* _REQUIRED WORK_
Everything in the data below should be restated word for word.

──────

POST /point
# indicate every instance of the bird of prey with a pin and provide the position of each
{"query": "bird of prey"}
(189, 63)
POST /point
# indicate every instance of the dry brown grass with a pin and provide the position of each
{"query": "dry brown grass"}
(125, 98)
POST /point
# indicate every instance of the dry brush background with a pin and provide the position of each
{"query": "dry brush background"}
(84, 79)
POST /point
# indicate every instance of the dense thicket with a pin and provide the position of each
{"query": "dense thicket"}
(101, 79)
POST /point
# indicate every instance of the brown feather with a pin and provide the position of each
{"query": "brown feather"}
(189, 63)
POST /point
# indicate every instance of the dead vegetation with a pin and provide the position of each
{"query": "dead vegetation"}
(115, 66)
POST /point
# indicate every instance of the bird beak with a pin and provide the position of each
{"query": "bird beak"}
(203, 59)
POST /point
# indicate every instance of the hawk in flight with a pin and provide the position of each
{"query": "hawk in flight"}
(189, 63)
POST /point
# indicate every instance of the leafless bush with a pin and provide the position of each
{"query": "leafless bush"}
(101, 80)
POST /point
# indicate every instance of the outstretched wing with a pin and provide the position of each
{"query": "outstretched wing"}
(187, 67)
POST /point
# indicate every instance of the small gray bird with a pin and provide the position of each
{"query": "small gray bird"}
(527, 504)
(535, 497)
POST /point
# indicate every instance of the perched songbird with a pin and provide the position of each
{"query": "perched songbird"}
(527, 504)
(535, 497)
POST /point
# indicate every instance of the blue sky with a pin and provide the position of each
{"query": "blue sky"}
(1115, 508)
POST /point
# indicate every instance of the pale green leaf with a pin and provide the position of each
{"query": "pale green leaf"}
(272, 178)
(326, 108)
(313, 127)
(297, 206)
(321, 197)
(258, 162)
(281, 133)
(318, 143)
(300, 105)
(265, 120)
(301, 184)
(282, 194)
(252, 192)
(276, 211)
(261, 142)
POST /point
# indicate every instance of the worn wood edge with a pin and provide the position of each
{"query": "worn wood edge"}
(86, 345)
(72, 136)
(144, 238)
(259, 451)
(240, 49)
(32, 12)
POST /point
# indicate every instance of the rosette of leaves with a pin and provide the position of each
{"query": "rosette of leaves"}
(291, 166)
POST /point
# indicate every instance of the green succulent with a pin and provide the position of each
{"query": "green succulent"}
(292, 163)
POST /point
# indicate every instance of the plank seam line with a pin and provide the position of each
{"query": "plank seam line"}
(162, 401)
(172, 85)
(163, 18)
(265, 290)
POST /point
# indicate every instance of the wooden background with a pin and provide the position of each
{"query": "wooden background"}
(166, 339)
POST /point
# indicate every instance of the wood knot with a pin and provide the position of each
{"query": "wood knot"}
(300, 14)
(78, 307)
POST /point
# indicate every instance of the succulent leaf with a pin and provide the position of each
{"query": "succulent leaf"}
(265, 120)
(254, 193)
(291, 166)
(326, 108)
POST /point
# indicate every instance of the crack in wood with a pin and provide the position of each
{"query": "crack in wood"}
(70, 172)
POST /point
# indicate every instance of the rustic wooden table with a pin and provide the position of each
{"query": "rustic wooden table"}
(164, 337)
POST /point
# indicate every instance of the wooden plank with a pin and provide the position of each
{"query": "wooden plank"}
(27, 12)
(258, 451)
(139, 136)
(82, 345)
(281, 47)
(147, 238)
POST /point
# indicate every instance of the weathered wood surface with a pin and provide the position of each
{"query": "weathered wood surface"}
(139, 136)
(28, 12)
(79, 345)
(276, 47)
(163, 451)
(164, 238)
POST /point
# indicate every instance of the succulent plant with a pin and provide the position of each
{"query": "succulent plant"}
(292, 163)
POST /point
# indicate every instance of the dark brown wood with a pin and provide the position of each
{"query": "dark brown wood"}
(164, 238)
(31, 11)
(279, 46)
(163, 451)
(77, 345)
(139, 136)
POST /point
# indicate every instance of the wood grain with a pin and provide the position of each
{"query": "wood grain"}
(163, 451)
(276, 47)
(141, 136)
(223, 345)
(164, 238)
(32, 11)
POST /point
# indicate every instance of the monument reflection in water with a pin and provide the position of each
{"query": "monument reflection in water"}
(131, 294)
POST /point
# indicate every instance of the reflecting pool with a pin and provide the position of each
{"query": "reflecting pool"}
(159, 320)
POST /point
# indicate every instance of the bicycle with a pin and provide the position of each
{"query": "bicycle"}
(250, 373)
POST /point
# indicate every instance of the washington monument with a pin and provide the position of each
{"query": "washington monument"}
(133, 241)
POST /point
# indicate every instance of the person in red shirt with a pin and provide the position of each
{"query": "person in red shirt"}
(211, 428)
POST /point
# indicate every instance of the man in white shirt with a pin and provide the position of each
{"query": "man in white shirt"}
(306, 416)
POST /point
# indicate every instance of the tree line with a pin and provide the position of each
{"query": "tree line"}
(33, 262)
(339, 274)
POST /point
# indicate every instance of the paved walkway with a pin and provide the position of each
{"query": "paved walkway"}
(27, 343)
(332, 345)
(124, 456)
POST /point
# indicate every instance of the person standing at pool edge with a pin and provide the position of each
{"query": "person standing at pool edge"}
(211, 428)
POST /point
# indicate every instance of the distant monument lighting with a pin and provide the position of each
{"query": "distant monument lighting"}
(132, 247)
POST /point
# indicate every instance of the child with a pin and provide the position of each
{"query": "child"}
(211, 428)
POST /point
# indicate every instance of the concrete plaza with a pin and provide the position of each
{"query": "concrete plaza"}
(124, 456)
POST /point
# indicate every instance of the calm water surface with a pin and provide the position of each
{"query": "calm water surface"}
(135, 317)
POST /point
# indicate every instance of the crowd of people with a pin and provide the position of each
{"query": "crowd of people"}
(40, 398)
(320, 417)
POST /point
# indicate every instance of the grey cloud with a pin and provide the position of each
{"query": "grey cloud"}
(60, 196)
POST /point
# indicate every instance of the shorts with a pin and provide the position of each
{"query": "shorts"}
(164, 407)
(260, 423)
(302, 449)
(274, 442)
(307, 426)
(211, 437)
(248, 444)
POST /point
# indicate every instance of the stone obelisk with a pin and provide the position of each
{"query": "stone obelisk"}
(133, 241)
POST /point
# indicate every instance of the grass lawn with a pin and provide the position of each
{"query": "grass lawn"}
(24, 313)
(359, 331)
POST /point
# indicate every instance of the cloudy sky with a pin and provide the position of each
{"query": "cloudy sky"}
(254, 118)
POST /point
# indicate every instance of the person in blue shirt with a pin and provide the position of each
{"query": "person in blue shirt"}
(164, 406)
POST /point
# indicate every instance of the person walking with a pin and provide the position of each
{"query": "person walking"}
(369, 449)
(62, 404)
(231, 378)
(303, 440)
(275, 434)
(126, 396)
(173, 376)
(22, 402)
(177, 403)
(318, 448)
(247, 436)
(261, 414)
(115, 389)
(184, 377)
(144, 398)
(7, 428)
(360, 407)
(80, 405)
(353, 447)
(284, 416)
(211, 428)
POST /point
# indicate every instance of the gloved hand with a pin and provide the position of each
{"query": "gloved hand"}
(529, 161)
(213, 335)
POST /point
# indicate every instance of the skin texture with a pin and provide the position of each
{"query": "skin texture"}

──────

* _SOLUTION TO THE PROBLEM_
POST /point
# indicate every instance of the bird of prey with a pin and provide the position of each
{"query": "bird of prey"}
(189, 63)
POST /point
# indicate every instance of the dry brown grass with a pin and provide the position of each
{"query": "dry brown grass"}
(125, 98)
POST /point
# indicate every instance of the dry brush background with a pin and provide the position of each
{"query": "dry brush background"}
(84, 79)
POST /point
# indicate every instance of the dense thicket with a pin and provide the position of each
{"query": "dense thicket"}
(101, 79)
POST /point
# indicate every instance of the brown feather with a pin and provide the position of each
{"query": "brown feather"}
(189, 63)
POST /point
# indicate every instance of the dead vegetation with a pin and provide the position of each
{"query": "dead vegetation"}
(115, 66)
POST /point
# indicate every instance of the bird beak with a pin and provide the position of each
{"query": "bird beak"}
(203, 59)
POST /point
# indicate every instance of the hawk in flight with a pin and provide the position of each
{"query": "hawk in flight"}
(189, 63)
POST /point
# indicate every instance of the leafless bush with a pin and provide the position of each
{"query": "leafless bush"}
(101, 80)
POST /point
# indicate every instance of the outstretched wing with a pin and provide the position of each
{"query": "outstretched wing"}
(187, 67)
POST /point
# indicate every instance of the small gray bird with a pin and provide the position of each
{"query": "small gray bird"}
(527, 504)
(535, 497)
POST /point
# indicate every instance of the perched songbird with a pin and provide the position of each
{"query": "perched songbird"}
(527, 504)
(535, 497)
POST /point
# indicate every instance of the blue sky with a pin and provide the position of each
{"query": "blue sky"}
(1115, 508)
POST /point
# indicate every instance of the pale green leaf with a pin and provide the position of each
{"query": "pale green leaf"}
(272, 178)
(326, 108)
(313, 127)
(297, 206)
(321, 197)
(258, 162)
(281, 133)
(318, 143)
(300, 105)
(265, 120)
(301, 184)
(282, 194)
(252, 192)
(276, 211)
(261, 142)
POST /point
# indicate every instance of the worn wood edge with a pin and provide the position of each
{"query": "worn wood edge"}
(86, 345)
(72, 136)
(144, 238)
(259, 451)
(240, 49)
(32, 12)
POST /point
# indicate every instance of the rosette of leaves with a pin and provide the position of each
{"query": "rosette of leaves"}
(291, 166)
POST /point
# indicate every instance of the green succulent with a pin and provide the position of each
{"query": "green succulent"}
(292, 163)
POST /point
# indicate every instance of the plank seam line with a pin and provide the position of each
{"query": "plank seam line"}
(162, 401)
(172, 85)
(163, 18)
(265, 290)
POST /point
# indicate every instance of the wooden background with a pin and provide the position of each
{"query": "wooden background"}
(166, 339)
POST /point
# indicate every instance of the wood knot with a pin and provide the position of each
{"query": "wood knot"}
(300, 14)
(78, 307)
POST /point
# indicate every instance of the succulent leaf with a pin and provide the position of each
{"query": "succulent leaf"}
(265, 120)
(254, 193)
(291, 166)
(326, 108)
POST /point
# indicate every instance of the crack in wood with a pin and provide the position of each
{"query": "crack in wood"}
(70, 172)
POST /point
# indicate every instance of the rustic wooden table with a pin and provide the position of each
{"query": "rustic wooden table"}
(164, 337)
POST /point
# indicate every instance of the wooden plank with a pin and provide the position of each
{"query": "wooden plank"}
(27, 12)
(258, 451)
(139, 136)
(82, 345)
(281, 47)
(147, 238)
POST /point
# indicate every instance of the weathered wood surface with a pin and provide the position of each
{"query": "weathered wood surface"}
(139, 136)
(28, 12)
(79, 345)
(276, 47)
(163, 451)
(164, 238)
POST /point
# indicate every instance of the succulent plant with a pin and provide the position of each
{"query": "succulent plant"}
(292, 163)
POST /point
# indicate every instance of the dark brown wood with a pin and provide the position of each
{"query": "dark brown wood"}
(164, 238)
(31, 11)
(279, 46)
(163, 451)
(77, 345)
(139, 136)
POST /point
# indicate every instance of the wood grain with a pin and provide the position of each
{"query": "wood grain"}
(163, 451)
(276, 47)
(141, 136)
(223, 345)
(164, 238)
(32, 11)
POST /point
# indicate every instance of the monument reflection in water with a pin and provide the position of each
{"query": "monument reflection in water"}
(131, 294)
POST /point
# indicate every instance of the reflecting pool with a pin and provide the position of each
{"query": "reflecting pool"}
(159, 320)
POST /point
# indicate every instance of the bicycle with a pin and provide the position of each
{"query": "bicycle"}
(250, 373)
POST /point
# indicate every instance of the washington monument with a pin and provide the position of each
{"query": "washington monument"}
(133, 241)
POST /point
# indicate every instance of the person in red shirt with a pin and provide the position of each
{"query": "person in red shirt"}
(211, 428)
POST /point
# indicate every instance of the man in white shirt with a pin and provide the position of each
{"query": "man in white shirt"}
(306, 416)
POST /point
# indicate every instance of the tree line with a pin and provide the position of each
{"query": "tree line"}
(33, 262)
(339, 274)
POST /point
# indicate every instance of the paved walkway with a pin and provide the position of each
{"query": "paved walkway"}
(27, 343)
(332, 345)
(124, 456)
POST /point
# indicate every instance of the person standing at pool edge with a pin and provide the position of each
{"query": "person standing at pool edge"}
(211, 428)
POST /point
# indicate every instance of the distant monument lighting with a pin and provide the position of each
{"query": "distant monument lighting"}
(132, 247)
POST /point
# indicate every instance of the child with a pin and provide the position of each
{"query": "child"}
(211, 428)
POST /point
# indicate every instance of the concrete plaza with a pin and provide the position of each
{"query": "concrete plaza"}
(124, 456)
POST /point
# indicate every instance of the calm water surface with a pin and provide the position of each
{"query": "calm water surface"}
(135, 317)
POST /point
# indicate every instance of the crowd of people with a pin and provide the position of each
{"query": "crowd of people"}
(40, 398)
(320, 417)
POST /point
# indicate every instance of the grey cloud with a pin and provide the position of each
{"query": "grey cloud"}
(60, 196)
POST /point
# indicate every instance of the shorts with a pin and provide the position of each
{"query": "shorts"}
(164, 407)
(260, 423)
(302, 449)
(274, 442)
(307, 426)
(211, 437)
(248, 444)
POST /point
# indicate every instance of the stone obelisk with a pin and provide the position of each
{"query": "stone obelisk"}
(133, 241)
POST /point
# indicate every instance of the grass lawn with a pin and provide the position of each
{"query": "grass lawn"}
(24, 313)
(359, 331)
POST /point
# indicate every instance of the cloudy sky with a pin and provide the position of each
{"query": "cloudy sky"}
(254, 118)
POST /point
# indicate every instance of the person in blue shirt with a pin and provide the position of each
{"query": "person in blue shirt"}
(164, 406)
POST /point
# indicate every instance of the person walking with a pin and provide the position of each
{"query": "person walking"}
(369, 449)
(62, 404)
(231, 378)
(303, 440)
(275, 434)
(126, 396)
(173, 376)
(22, 402)
(177, 403)
(318, 448)
(247, 436)
(261, 414)
(115, 389)
(184, 377)
(144, 398)
(7, 428)
(360, 407)
(80, 405)
(353, 447)
(284, 416)
(211, 428)
POST /point
# indicate every instance of the gloved hand with a pin and provide the position of each
{"query": "gloved hand"}
(529, 161)
(213, 335)
POST /point
# indicate every instance of the skin texture with a pin and provide the position of each
{"query": "skin texture"}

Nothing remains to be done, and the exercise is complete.